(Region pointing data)
--------------------------------
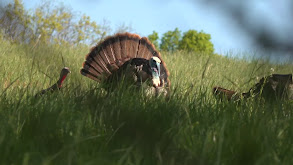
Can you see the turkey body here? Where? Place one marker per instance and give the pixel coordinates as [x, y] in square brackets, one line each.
[129, 59]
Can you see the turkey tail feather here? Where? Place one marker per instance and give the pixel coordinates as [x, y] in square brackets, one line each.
[109, 55]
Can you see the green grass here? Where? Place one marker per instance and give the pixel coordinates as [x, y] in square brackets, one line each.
[82, 124]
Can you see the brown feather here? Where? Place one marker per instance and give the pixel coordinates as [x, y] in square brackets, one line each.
[111, 53]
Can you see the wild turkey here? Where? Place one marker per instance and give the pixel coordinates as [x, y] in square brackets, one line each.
[56, 86]
[272, 87]
[127, 57]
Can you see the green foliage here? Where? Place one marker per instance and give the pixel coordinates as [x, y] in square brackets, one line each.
[170, 40]
[154, 37]
[49, 23]
[196, 42]
[15, 22]
[82, 124]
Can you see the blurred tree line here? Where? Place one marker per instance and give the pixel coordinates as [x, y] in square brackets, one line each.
[192, 41]
[51, 23]
[48, 23]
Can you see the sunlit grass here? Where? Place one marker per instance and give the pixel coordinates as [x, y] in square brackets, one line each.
[82, 124]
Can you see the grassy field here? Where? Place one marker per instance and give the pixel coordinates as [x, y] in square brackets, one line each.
[82, 124]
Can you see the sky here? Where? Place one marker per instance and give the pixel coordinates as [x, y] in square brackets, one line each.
[146, 16]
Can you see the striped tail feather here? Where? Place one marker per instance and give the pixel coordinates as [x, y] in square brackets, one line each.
--------------------------------
Since the copy must exclude the pictures, transcribe only the text of the records, word for word.

Can you see the turkey body here? Where? Place one marker per instance and give the pixel coordinates as [x, y] in square brackets, one line each.
[129, 59]
Can you see the turkey tail feather here? Where? Place one marker per instance and give the pixel coordinates as [x, y] in square brackets, one line each.
[109, 55]
Can you see the green grass here? Where? Place one marker per instance and give the pixel coordinates as [x, y] in square brackets, one line each.
[82, 124]
Can you see the brown feather here? Where? Place one marker per instance and give the pixel coordinates as [x, y] in square brackets, one line each.
[111, 53]
Can you see the wild turkey here? Where? Place one marker per instance and give the pixel coordinates as [x, y] in square brackets, one line each.
[56, 86]
[272, 87]
[127, 57]
Can you see the green foliage here? Where? Place one marker per instance and give the pixel coordinates as [x, y] in square brackets, one line each.
[170, 40]
[154, 37]
[49, 23]
[196, 42]
[15, 22]
[82, 124]
Can you see the blurred tree line here? Where? Place one marker per instance and give the pixel coordinates as [x, y] in square brackets, one line each.
[192, 41]
[51, 23]
[48, 23]
Can you see the sunlit grass here? Where? Place one marker per instance and give the pixel coordinates as [x, y] in square brackets, one line each.
[82, 124]
Can you see the grassy field here? Where? Place one marker per instance and give the pixel coordinates as [x, y] in square brackets, one line each.
[82, 124]
Can you see the sky here? Where? Place one marker per instance and give the pixel coordinates as [x, y] in square brackets, one line each.
[146, 16]
Can you see the striped tail feather here? Where? Place one marker per instance and give the pixel coordinates as [x, y] in square brackets, one line each.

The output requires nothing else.